■ **SET EXERCISE A**
In the soil water text below, which module computes effective evaporation?
■ **SET EXERCISE B**
Please transcribe the part of the soil water text below that opens with the words containing "These computation are" and closes with "new water content.".

The saturated conductivity is given depending on the type of soil; instead the unsaturated conductivity is obtained from the suction head by the Maulem model:

<math>K(\theta)=K_{s}\cdot Se^{L}\cdot (1-(1-Se^{1/m})^{m})^{2}</math>

where:
:{|
|''<math>K(\theta)</math>'' || is the unsaturated conductivity (m/s)
|-
| ''<math>K_{s}</math>'' || is the saturated conductivity(m/s)
|-
| ''L'' || empirical pore-connectivity (m)
|-
| ''m''|| m=1-1/n(dimensionless)
|}

==Evapotranspiration==

Some water may be extracted from the soil because of the evaporation and transpiration processes, which become a sink in soil water profile. These two processes are currently named Evapotranspiration.

Potential Evapotranspiration may be modeled using the Penmann Monteith equation.
Also, if vegetation exists, a differentiation between Potential Transpiration and Potential Evaporation is done using LAI.
These computation are made in [[Module Basin]] since this is the module that handles water fluxes in the interface betwen modules.

However, not all of the potential water that can be evaporated or transpired will be in fact removed from the soil. The water that will really leave the soil through these processes is calculated: i) if vegetation exists, effective transpiration is computed in module Vegetation; ii) effective evaporation is computed in the Porous Media module.
In Figure below it can be seen that the actual transpiration and evaporation are then used in Porous Media module to compute the new water content.
The actual evaporation, which happens only at the soil surface, is calculated based on: i) a pressure head limit or ii) a soil conductivity limit, chosen by the user. It allows the model not to evaporate any surface water, even if it is available, when the soil head gets below the assigned value (i) or limits evaporation velocity to layer unsaturated conductivity (ii).

[[Image:evapotranspiration fluxogram.jpg|thumb|center|400px|Evapotranspiration fluxogram in Mohid Land model]]
Remind that Feddes is one option for computing effective transpiration in plants in [[module Vegetation]].

■ **DATA PROVIDED**

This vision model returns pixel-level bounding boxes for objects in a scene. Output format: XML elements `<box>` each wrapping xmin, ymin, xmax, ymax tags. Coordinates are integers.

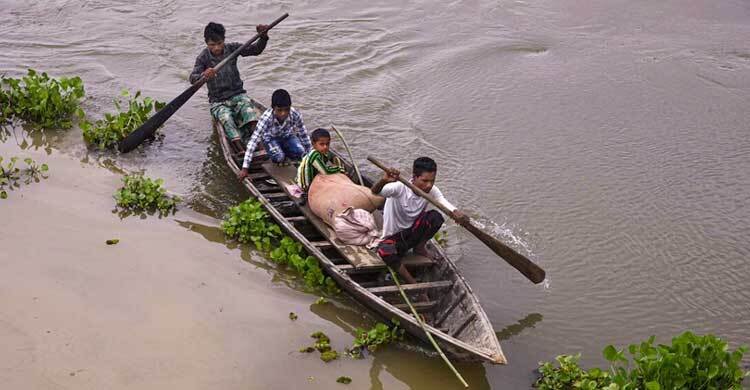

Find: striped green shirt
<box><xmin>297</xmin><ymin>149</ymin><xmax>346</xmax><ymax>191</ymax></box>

---

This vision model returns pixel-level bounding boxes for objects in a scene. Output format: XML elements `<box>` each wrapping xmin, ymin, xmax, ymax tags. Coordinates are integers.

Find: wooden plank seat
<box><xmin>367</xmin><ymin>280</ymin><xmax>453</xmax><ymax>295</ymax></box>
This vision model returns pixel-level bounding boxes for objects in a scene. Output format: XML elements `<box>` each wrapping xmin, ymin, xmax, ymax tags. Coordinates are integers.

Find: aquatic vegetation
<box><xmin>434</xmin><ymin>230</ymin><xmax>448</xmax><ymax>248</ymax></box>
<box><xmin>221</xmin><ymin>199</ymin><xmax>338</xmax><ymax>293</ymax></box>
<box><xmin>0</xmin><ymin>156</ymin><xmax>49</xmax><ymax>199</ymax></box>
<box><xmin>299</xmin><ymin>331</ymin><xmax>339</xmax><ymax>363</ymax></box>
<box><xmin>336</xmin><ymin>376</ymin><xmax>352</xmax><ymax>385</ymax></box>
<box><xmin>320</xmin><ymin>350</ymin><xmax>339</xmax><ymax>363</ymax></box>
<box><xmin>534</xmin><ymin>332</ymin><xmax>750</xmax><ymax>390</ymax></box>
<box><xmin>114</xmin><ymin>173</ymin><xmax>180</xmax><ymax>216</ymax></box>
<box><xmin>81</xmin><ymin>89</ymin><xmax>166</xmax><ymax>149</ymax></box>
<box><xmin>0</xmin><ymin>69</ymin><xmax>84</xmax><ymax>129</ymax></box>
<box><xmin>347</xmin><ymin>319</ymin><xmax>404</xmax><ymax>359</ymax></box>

■ **COMPLETE OUTPUT A**
The Porous Media module.

■ **COMPLETE OUTPUT B**
These computation are made in [[Module Basin]] since this is the module that handles water fluxes in the interface betwen modules.

However, not all of the potential water that can be evaporated or transpired will be in fact removed from the soil. The water that will really leave the soil through these processes is calculated: i) if vegetation exists, effective transpiration is computed in module Vegetation; ii) effective evaporation is computed in the Porous Media module.
In Figure below it can be seen that the actual transpiration and evaporation are then used in Porous Media module to compute the new water content.